— Start —

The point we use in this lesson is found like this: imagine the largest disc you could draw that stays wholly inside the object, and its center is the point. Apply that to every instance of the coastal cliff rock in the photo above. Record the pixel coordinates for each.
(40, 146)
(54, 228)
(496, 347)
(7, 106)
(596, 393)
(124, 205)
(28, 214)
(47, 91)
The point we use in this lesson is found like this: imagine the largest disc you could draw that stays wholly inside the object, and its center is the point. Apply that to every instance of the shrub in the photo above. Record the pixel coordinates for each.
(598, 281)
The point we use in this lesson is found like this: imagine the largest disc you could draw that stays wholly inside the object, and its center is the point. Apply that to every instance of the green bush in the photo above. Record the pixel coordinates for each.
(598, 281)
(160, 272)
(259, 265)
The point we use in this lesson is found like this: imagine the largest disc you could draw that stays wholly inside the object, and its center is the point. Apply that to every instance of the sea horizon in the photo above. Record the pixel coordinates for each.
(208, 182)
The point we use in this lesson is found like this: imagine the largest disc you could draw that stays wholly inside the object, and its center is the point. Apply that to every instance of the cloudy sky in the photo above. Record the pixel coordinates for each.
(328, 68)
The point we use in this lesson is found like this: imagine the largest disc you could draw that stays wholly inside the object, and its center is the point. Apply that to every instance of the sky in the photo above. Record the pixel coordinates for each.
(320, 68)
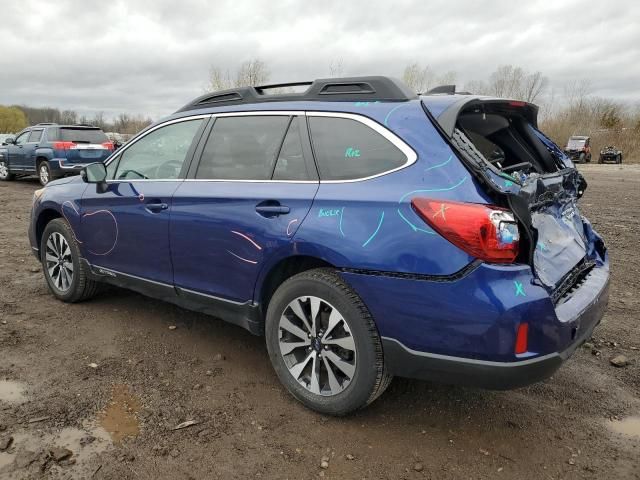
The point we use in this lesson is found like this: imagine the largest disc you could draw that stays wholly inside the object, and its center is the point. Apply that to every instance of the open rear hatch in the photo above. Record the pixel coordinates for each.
(526, 172)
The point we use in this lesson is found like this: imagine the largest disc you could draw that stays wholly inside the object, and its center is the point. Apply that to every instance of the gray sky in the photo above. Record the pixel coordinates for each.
(152, 56)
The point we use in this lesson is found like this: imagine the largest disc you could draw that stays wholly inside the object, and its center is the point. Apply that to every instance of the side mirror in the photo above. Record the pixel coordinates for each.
(94, 173)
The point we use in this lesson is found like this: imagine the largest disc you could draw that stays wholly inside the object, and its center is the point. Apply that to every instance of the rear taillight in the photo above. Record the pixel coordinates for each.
(63, 145)
(483, 231)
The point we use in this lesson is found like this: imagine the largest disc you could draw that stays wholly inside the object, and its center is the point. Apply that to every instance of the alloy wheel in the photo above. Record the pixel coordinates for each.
(59, 261)
(4, 170)
(317, 345)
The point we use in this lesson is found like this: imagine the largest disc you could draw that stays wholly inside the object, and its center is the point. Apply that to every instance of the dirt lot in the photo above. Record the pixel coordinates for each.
(110, 379)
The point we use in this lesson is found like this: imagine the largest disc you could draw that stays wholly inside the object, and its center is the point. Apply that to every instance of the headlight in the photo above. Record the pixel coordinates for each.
(37, 194)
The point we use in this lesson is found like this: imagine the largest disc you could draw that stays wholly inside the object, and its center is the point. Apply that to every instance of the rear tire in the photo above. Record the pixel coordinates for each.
(67, 277)
(5, 173)
(341, 320)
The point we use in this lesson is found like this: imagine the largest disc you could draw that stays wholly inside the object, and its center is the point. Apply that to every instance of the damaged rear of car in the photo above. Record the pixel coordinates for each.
(525, 173)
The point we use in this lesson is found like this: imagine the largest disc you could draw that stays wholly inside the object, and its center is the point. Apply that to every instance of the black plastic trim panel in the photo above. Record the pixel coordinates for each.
(463, 272)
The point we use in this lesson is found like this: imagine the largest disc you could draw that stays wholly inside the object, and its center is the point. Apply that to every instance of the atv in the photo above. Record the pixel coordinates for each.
(610, 154)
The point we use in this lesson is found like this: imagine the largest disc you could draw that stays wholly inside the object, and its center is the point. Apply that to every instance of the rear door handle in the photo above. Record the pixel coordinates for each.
(156, 207)
(272, 210)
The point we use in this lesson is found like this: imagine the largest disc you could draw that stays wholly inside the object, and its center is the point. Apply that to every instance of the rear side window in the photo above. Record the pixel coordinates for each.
(35, 136)
(242, 148)
(346, 149)
(291, 164)
(78, 135)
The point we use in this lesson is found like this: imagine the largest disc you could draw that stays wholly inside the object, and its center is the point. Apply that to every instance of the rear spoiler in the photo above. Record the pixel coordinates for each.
(447, 115)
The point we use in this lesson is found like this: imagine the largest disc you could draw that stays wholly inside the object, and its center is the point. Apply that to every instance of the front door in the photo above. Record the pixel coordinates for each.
(16, 152)
(29, 149)
(249, 193)
(125, 226)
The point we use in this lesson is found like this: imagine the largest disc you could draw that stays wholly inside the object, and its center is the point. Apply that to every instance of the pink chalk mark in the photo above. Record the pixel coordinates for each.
(243, 259)
(247, 238)
(67, 219)
(289, 226)
(115, 222)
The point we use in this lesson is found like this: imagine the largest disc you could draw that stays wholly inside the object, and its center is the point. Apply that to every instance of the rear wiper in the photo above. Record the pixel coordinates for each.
(518, 166)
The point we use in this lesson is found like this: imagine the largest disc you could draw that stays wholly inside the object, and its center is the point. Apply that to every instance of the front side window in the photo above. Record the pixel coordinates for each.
(346, 149)
(158, 155)
(35, 136)
(22, 139)
(242, 148)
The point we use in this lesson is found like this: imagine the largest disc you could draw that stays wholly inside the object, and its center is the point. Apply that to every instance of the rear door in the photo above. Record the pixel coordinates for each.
(29, 150)
(241, 206)
(125, 226)
(16, 152)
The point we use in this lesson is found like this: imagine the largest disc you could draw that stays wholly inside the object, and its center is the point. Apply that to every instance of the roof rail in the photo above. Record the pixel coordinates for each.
(445, 90)
(374, 88)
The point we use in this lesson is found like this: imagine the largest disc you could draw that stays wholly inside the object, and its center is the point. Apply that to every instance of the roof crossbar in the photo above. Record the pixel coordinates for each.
(374, 88)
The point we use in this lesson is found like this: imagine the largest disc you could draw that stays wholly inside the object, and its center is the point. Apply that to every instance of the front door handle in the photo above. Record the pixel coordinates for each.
(156, 207)
(272, 209)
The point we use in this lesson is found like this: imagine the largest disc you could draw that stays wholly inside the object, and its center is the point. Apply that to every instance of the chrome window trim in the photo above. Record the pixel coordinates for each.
(409, 153)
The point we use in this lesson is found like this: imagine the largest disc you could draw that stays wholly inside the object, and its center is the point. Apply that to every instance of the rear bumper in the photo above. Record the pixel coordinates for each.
(463, 332)
(405, 362)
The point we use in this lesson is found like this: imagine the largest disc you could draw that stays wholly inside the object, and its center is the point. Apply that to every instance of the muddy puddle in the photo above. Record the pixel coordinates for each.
(12, 391)
(120, 417)
(629, 427)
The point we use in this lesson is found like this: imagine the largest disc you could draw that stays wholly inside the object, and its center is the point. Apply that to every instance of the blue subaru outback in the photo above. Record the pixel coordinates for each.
(364, 230)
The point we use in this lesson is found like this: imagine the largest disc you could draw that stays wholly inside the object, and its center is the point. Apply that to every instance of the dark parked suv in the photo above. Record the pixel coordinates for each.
(365, 231)
(52, 151)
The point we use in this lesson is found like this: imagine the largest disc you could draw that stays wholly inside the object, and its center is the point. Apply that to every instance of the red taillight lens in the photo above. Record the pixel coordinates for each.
(522, 339)
(63, 145)
(485, 232)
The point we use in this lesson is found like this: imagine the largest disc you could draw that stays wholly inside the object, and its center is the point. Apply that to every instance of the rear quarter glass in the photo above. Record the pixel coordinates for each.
(370, 224)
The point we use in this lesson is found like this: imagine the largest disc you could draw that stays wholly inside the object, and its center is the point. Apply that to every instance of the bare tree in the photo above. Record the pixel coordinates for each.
(250, 73)
(532, 86)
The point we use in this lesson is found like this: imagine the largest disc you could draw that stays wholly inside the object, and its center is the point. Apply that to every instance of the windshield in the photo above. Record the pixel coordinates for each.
(576, 143)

— End —

◆ STATED GOAL ◆
Images should not appear in the copy; retype the listing above exactly.

◆ EXERCISE RESULT ◆
The point we use in this lesson is found like this: imagine the largest disc you could draw that stays wholly inside the object, and its center is the point. Apply that to every instance of the coastal cliff rock in the photo above. Record the pixel coordinates for each.
(40, 146)
(54, 228)
(496, 347)
(7, 106)
(596, 393)
(124, 205)
(28, 214)
(47, 91)
The point we use in this lesson is found like this: imagine the largest disc you could draw that stays wholly inside the object, and its center is the point. Apply that to every instance of the shrub in the photo above. Record the pixel coordinates for each.
(598, 281)
The point we use in this lesson is found like this: imagine the largest disc you could draw that stays wholly inside the object, and its center is the point. Apply that to every instance of the green bush in the photo above. Record the pixel coordinates for each.
(598, 281)
(160, 272)
(259, 265)
The point we use in this lesson is found like this: imagine the largest disc you could draw that stays wholly inside the object, and its center is the point. Apply that to every instance of the sea horizon in the photo above. Record the pixel coordinates for each.
(208, 182)
The point we use in this lesson is found like this: imagine the largest disc you could draw that stays wholly inside the object, and its center is the point. Apply that to every instance of the cloudy sky in the photo above. Record the pixel coordinates for each.
(328, 68)
The point we use in this lesson is found like this: imagine the largest disc you could draw that stays wholly inside the object, and its center is the point. Apply that to every instance of the sky in the photo above. Record the pixel coordinates for each.
(320, 68)
The point we use in this lesson is found like this: imagine the largest disc you could draw that stays wholly inside the object, and its center is the point. Apply that to every instance of the open rear hatch in the photo above. Record the pixel coordinates for each.
(526, 172)
The point we use in this lesson is found like this: imagine the largest disc you could draw that stays wholly inside the object, and its center is the point. Apply that to every instance of the gray sky in the photo above. Record the pixel coordinates for each.
(152, 56)
The point we use in this lesson is found like this: imagine the largest disc you could draw that stays wholly inside the object, and its center is the point. Apply that to every instance of the side mirror in the photo above. Record the pixel coordinates for each.
(94, 173)
The point we use in this lesson is found like this: imagine the largest disc you could draw that stays wholly inside the object, and its center is the point. Apply that to every instance of the rear taillight in the photo above. Record the pixel coordinates for each.
(63, 145)
(483, 231)
The point we use in this lesson is found like this: imagine the largest disc you could draw that stays wholly inside the object, and its center is the point. Apply that to every instance of the alloy wheel in the photo above. Record the pixel coordinates for each.
(59, 261)
(4, 170)
(317, 345)
The point we use in this lesson is found like this: imagine the largest disc you could draw that stays wholly inside the object, and its center is the point. Apply that to every instance of the dirt lot in the photo above. Record the pixel coordinates for each.
(110, 379)
The point we use in this lesson is found like this: imagine the largest disc you could draw that stays wholly inside the object, and its center is the point. Apply that to every instance of the headlight in the photo above. Record the pixel coordinates for each.
(37, 194)
The point we use in this lesson is found like this: imagine the largest disc you could draw that stays wholly inside the object, and its center is the point. Apply that to every instance of the rear tire in the photo above. Record the pixel coordinates for each.
(67, 277)
(5, 173)
(341, 320)
The point we use in this lesson is found like this: imagine the largest disc you could draw that stays wholly inside the object, and its center is the point. Apply that to every instance of the damaged rear of car in the photo above. Record the pixel coordinates for each.
(525, 173)
The point we use in this lesson is found like this: imagine the largest disc you could draw that stays wholly inside the object, and its center is the point. Apply that to every instance of the black plastic trim panel in the photo above. Record the pixel coordinates for each.
(463, 272)
The point we use in this lesson is found like this: imagine the largest disc you could draw that stays wholly inside the object, and its center is the point. Apply that to every instance of the atv in the photo above. Record the pixel coordinates for each.
(610, 154)
The point we use in this lesson is found like this: imagine the largest disc you could draw that stays wholly inside the object, and its center is the point. Apply that to every instance of the rear door handle in the photo above. Record the pixel coordinates for each.
(156, 207)
(272, 210)
The point we use in this lesson is found like this: imagine the largest disc you could draw that stays wholly inside the object, and its center is the point. Apply that to every instance of the rear side window in the photo above. Record the pixel coordinates for each.
(35, 136)
(242, 148)
(346, 149)
(291, 164)
(78, 135)
The point we use in this lesson is found like this: imagine the largest disc you could draw that stays wholly inside the object, and its center is the point. Apply that to every instance of the rear spoiler in the photo above. Record the pixel coordinates for each.
(447, 115)
The point we use in this lesson is found like this: imagine the largest disc you could draw that stays wholly inside the object, and its center is the point. Apply that to every instance of the front door in the photo above. Record the pixel coordinates for each.
(16, 152)
(29, 149)
(249, 193)
(125, 226)
The point we use in this lesson is found like this: imagine the largest disc you could draw that stays wholly inside the object, and its center is the point. Apply that to every instance of the pink chalk mark in the photo above. Record the pixel coordinates for each.
(243, 259)
(247, 238)
(67, 219)
(289, 226)
(115, 222)
The point we use in this lesson is found like this: imagine the largest disc you could draw that stays wholly inside the object, and its center is the point. Apply that to every instance of the rear wiper in the photo above. Record the pixel coordinates for each.
(518, 166)
The point we use in this lesson is found like this: imagine the largest disc you could draw that stays wholly inside the object, and its center is the point. Apply that to every instance of the front side window in the photo above. Record the pixel coordinates for each.
(346, 149)
(158, 155)
(35, 136)
(22, 139)
(242, 148)
The point we use in this lesson is found like this: imagine the largest disc you could draw that stays wholly inside the object, and its center is the point. Apply that to every instance of the rear door in the photo above. Record the pixel coordinates for each.
(29, 150)
(241, 206)
(125, 226)
(16, 152)
The point we use in this lesson is found like this: imagine the largest disc you could draw that stays wholly inside the object, and its center is the point. Apply that to every instance of the roof rail in the photo above. Record the pixel coordinates for each.
(445, 90)
(374, 88)
The point we use in this lesson is found like this: imagine the largest disc you could draw that stays wholly inside the object, and its center is the point. Apply that to every instance of the roof crossbar in the photo above. Record the pixel coordinates for each.
(374, 88)
The point we use in this lesson is found like this: imagine the largest disc you could draw that stays wholly inside the object, and its center is the point. Apply that to every instance of the front door handle in the photo above. Record the pixel coordinates for each.
(156, 207)
(272, 209)
The point we use in this lesson is found like this: imagine the largest disc you could draw that stays wholly inside the object, and its center is the point. Apply that to every instance of the chrome window trim in the photo above. Record the pixel coordinates for each.
(409, 153)
The point we use in this lesson is found like this: imagine the largest disc you could draw that stays wholly inside the object, and its center is the point. Apply that to every instance of the rear bumper in the photo above. Record the pixel coordinates for each.
(463, 332)
(405, 362)
The point we use in this lesson is found like this: imagine the largest disc you could draw that stays wholly inside the object, and its center is the point. Apply that to every instance of the muddy puddle in the photo above. Record the pixel coordinates for each.
(12, 391)
(120, 417)
(629, 427)
The point we use in this lesson is found like this: imagine the largest disc you could draw that stays wholly inside the object, and its center is the point. Apply that to every instance of the blue subaru outback in the photo above. Record the pixel coordinates for each.
(364, 230)
The point we use in this lesson is found like this: imagine the largest disc you could draw that stays wholly inside the object, and its center is the point. Apply that to every instance of the dark parked suv in the photo above. Record the pixel coordinates for each.
(365, 231)
(52, 151)
The point we use in this lesson is found like this: imagine the largest disc you could draw that stays wholly inside the object, and its center is the point. Apply that to every instance of the red taillight lens in the photo above. Record the pixel coordinates for each.
(522, 339)
(63, 145)
(485, 232)
The point we use in this lesson is found like this: imagine the largest disc you could draw that stays wholly inside the object, and its center is the point. Apply that to every instance of the rear quarter glass in the photo above. Record the pixel coordinates for each.
(370, 224)
The point we use in this lesson is found like this: imagine the largest disc you could draw that stays wholly inside the object, and its center is the point. Apply that to every instance of the bare tree in the photo above. Record the pixel coordinates for each.
(250, 73)
(532, 86)
The point we use in this lesson is found like this: imagine the largest disc you could draw that stays wholly inside the object, and its center is the point. Apply that to every instance of the windshield in the photo above. Record the pixel coordinates for each.
(576, 143)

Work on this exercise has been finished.